(Records contained in a dataset)
________
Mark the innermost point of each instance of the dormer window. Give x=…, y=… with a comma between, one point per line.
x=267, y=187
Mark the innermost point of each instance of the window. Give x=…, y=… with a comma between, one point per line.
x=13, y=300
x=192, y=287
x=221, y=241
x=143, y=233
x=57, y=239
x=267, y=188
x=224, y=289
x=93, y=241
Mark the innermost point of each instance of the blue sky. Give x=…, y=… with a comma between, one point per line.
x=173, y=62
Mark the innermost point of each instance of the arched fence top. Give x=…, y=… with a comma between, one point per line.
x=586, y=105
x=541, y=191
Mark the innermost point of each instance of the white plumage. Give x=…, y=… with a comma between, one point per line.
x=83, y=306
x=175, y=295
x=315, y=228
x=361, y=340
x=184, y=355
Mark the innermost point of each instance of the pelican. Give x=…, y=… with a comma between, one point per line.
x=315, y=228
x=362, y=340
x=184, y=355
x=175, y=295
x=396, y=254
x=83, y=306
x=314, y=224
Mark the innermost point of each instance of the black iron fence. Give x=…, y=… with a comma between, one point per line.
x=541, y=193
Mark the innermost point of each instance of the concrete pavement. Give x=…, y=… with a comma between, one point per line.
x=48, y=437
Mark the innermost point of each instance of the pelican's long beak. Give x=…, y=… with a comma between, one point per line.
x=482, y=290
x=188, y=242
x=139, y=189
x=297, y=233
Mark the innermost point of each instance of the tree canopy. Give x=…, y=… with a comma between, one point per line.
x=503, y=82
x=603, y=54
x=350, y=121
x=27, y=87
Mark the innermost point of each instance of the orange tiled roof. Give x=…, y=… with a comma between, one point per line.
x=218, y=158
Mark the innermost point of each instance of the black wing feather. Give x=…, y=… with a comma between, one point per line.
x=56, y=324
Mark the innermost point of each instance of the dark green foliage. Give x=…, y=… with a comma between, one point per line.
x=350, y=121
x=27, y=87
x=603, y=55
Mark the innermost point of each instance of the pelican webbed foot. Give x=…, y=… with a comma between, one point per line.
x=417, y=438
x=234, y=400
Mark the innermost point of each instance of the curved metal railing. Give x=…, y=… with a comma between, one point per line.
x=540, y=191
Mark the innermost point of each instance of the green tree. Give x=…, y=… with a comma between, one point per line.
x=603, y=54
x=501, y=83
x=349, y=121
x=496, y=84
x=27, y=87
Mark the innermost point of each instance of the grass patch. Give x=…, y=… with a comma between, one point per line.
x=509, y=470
________
The problem
Reproduce all the data precisely, word for word.

Answer for the task
Mark the innermost point of each instance of the dormer window. Give x=…, y=… with a comma between, one point per line.
x=267, y=187
Mark the innermost point of each instance of the window. Give x=…, y=… with a comma between, one point per line.
x=13, y=300
x=192, y=287
x=221, y=241
x=143, y=233
x=57, y=239
x=267, y=188
x=224, y=289
x=93, y=241
Mark the innermost point of each instance of the blue sky. Give x=…, y=… with a comma between, one point per line.
x=173, y=62
Mark the innermost point of each instance of the arched fence top. Give x=…, y=… with a comma between, one point per line.
x=586, y=105
x=541, y=191
Mark the innermost point of each instance of the white plumage. Give x=…, y=… with a comma between, one point per line.
x=83, y=306
x=175, y=295
x=315, y=228
x=361, y=340
x=184, y=355
Mark the innermost point of each instance of the pelican. Give x=…, y=… with a comma between, one point per line.
x=315, y=228
x=362, y=340
x=184, y=355
x=175, y=295
x=396, y=254
x=83, y=306
x=314, y=224
Mark the innermost point of each instance of the black iron fence. Give x=…, y=… with a comma between, one point per line.
x=541, y=193
Mark the innermost point of each instance of the concrete pavement. Give x=…, y=… with a comma between, one point per line.
x=48, y=437
Mark the innermost point of each instance of the pelican's long beak. Give x=…, y=… with a comma between, one point per line.
x=482, y=290
x=188, y=242
x=139, y=189
x=297, y=233
Mark the innermost point of each instance of the tree canopy. Give x=…, y=… with a comma between, one point per line.
x=503, y=82
x=603, y=54
x=350, y=121
x=27, y=87
Mark the innermost point of each instance of the orange tiled roof. Give x=…, y=… with a comma between, one point per line.
x=218, y=158
Mark the innermost point of each instance of the black wing feather. Give x=…, y=… with a comma between, one point per line.
x=56, y=324
Mark the innermost point of each instance of the dark green foliage. Give x=…, y=… with a comma between, one point per line.
x=350, y=121
x=27, y=87
x=603, y=55
Mark the innermost point of each instance of the pelican webbed foot. Give x=…, y=… with a comma between, one point per line.
x=417, y=438
x=234, y=400
Mark the innermost point of each instance of the curved metal railing. Give x=…, y=… with a comma between, one point per line.
x=540, y=191
Mark the innermost point of each instance of the green tree. Give x=…, y=… with a comma between, one point per line.
x=603, y=54
x=501, y=83
x=349, y=121
x=496, y=84
x=27, y=87
Mark the innermost point of each instance of the grass patch. Give x=…, y=… with a comma between, one point per line.
x=509, y=470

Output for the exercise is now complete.